73 Years Later, Warsaw’s Uprising is Remembered

The Ghettos. The survivors who lived in them remember them as a vividly as if they were still there. To some degree, they still are. Parts of them will never really leave the horrors they witnessed when the Nazis under Adolph Hitler sealed off sections of Warsaw, Poland to create a concentration camp on-the-fly.

Nearly 500,000 Jews had been confined in the ghetto with barely enough food and water to serve less than half that population. Disease and starvation were rampant and the daily transports to the Treblinka concentration camp gave the residents little hope for survival.

“So you lived with strangers,” says survivor Jules Zaidenweber. “different kinds of people, a whole family or more in one room. You were lucky if you found a good room, with nice people you could get along with. There was little food, maybe no heat. The ghetto was boarded up, but Poles would come to the fence with bread that, say, cost one Zloty. They would ask for two Zlotys, jewelry, other things.”

Much to the Fuhrer’s dismay, however, a group of courageous men, women, and children mounted a rebellion that took the lives of over 300 Nazi soldiers. The Jewish Combat Organization—the ZOB—was formed as an underground resistance movement to strike out against the soldiers guarding the 840-acre enclosure. What should be remembered above all is that these were not battle-honed soldiers. These were shopkeepers and bakers and holy men, all seeking to free themselves from oppression.

January 18, 1943. It was just another day for the Nazis who entered the ghetto to begin lining up those who would be transferred to Treblinka when the ZOB ambushed them. The Nazis, wounded and stunned, withdrew.

Nearly three months later, top Hitler aide Heinrich Himmler responded with more than 1,000 elite SS soldiers who were supposed to clear out the ghetto with tanks and heavy artillery. More than 1,000 ZOB attacked with small arms and homemade bombs. The Nazis initially withdrew but then renewed their attack on April 24. The battle would rage daily until May 8 when the Nazis would raid the ZOB’s command bunker. By May 16, mass deportation of the remaining Jews would begin anew.

Of those that made it through the thousands of deaths suffered in the ghetto and were transported to Treblinka, most never left the death camp nestled in the woods near Warsaw.
───
Repeat the passage of the Warsaw uprising article, starting with "Of those that" and going on through "woods near Warsaw.", with "death camp" swapped for "extermination camp".

Record set |
───
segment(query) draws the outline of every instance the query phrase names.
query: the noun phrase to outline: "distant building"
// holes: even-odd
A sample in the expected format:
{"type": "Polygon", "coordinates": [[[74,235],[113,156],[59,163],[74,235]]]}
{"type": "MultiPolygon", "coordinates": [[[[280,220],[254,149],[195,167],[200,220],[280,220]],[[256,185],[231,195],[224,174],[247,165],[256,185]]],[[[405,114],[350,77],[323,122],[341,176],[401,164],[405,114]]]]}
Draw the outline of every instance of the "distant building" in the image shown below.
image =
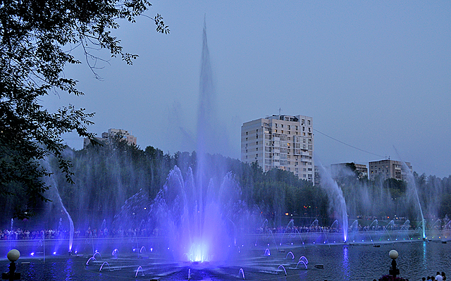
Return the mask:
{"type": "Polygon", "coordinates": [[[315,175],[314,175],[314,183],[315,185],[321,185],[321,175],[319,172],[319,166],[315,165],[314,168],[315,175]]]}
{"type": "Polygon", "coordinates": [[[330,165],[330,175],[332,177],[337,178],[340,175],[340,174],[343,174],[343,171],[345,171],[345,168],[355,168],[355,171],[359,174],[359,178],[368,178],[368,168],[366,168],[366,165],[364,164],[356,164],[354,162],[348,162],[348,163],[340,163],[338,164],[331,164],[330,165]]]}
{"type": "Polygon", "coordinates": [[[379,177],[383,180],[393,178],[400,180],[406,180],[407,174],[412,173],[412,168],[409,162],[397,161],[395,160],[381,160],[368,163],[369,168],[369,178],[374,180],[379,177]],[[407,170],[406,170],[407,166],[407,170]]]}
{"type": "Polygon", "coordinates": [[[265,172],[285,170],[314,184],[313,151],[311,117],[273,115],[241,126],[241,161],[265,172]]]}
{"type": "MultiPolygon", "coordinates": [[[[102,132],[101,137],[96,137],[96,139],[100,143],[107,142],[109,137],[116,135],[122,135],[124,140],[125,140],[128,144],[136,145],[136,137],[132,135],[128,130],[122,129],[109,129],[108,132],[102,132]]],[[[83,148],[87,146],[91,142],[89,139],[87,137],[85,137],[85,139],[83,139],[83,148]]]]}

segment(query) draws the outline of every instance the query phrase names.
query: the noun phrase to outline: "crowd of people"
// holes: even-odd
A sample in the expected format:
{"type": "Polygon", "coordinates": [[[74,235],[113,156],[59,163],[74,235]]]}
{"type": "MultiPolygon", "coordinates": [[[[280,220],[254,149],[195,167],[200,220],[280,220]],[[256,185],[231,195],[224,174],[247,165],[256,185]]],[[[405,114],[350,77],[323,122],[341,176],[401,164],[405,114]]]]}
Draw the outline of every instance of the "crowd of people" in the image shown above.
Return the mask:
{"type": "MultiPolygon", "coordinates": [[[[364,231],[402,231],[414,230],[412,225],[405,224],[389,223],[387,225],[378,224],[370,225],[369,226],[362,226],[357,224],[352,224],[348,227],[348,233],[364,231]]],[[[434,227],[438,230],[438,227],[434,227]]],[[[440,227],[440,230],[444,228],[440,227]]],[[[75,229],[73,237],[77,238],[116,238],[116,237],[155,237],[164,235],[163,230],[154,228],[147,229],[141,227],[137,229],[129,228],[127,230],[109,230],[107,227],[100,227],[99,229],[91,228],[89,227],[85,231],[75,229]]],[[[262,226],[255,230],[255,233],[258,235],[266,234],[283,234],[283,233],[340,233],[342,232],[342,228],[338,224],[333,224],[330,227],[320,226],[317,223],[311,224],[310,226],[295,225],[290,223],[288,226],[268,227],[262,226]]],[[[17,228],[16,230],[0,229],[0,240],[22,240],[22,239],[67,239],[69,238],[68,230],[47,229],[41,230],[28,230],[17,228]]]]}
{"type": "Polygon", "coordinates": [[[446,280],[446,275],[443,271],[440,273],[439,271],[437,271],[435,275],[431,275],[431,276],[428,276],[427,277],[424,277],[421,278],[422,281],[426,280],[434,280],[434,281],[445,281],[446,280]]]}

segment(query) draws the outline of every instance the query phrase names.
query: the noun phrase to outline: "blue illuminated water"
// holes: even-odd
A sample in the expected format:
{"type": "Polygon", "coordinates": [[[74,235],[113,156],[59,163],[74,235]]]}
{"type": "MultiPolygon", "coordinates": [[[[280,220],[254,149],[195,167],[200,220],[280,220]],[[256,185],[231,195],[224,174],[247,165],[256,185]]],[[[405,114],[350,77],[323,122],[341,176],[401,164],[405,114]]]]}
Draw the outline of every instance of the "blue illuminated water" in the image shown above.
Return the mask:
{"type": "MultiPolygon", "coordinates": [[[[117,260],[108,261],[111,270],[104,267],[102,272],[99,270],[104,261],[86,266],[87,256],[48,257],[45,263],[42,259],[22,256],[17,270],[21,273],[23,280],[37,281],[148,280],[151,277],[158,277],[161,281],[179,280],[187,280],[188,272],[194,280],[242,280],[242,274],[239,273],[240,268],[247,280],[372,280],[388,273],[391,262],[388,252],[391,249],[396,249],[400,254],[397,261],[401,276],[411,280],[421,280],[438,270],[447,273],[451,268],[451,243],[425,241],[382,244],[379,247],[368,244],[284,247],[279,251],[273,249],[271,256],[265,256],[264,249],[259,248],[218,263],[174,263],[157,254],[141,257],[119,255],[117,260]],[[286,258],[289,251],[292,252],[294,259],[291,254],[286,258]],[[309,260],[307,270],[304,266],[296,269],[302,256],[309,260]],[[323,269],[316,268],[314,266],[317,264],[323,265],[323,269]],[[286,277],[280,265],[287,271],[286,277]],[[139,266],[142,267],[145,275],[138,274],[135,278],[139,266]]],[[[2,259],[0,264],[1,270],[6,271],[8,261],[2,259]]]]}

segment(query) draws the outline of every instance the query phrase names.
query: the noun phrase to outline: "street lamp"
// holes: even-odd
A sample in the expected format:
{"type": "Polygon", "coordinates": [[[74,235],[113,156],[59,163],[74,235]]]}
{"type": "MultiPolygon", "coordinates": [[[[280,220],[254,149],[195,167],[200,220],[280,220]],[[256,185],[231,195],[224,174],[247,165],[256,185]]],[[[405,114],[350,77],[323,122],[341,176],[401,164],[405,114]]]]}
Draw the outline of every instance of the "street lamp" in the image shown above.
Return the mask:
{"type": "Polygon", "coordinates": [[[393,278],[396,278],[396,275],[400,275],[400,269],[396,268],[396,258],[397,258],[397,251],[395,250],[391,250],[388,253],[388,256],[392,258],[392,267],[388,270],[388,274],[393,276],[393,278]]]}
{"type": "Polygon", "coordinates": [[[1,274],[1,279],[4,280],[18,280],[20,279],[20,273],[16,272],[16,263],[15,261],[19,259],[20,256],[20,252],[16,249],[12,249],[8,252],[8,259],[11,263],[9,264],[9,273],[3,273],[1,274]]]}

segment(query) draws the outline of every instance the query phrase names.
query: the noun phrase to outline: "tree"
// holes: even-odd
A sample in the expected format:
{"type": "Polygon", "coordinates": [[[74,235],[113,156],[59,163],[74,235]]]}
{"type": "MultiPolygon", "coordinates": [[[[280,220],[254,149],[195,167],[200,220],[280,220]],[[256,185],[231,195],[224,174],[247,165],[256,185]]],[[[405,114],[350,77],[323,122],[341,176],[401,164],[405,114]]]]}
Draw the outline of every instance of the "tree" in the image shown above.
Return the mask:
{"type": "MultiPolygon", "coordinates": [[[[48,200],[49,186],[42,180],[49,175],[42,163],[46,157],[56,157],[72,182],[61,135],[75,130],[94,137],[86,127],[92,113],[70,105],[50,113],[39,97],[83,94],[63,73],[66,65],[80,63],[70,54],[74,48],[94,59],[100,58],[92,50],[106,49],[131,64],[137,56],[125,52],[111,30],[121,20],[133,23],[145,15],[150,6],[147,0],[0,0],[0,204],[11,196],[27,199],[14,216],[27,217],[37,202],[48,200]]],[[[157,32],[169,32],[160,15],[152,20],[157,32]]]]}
───
Result for this task |
Of those that made it through the thousands of deaths suffered in the ghetto and were transported to Treblinka, most never left the extermination camp nestled in the woods near Warsaw.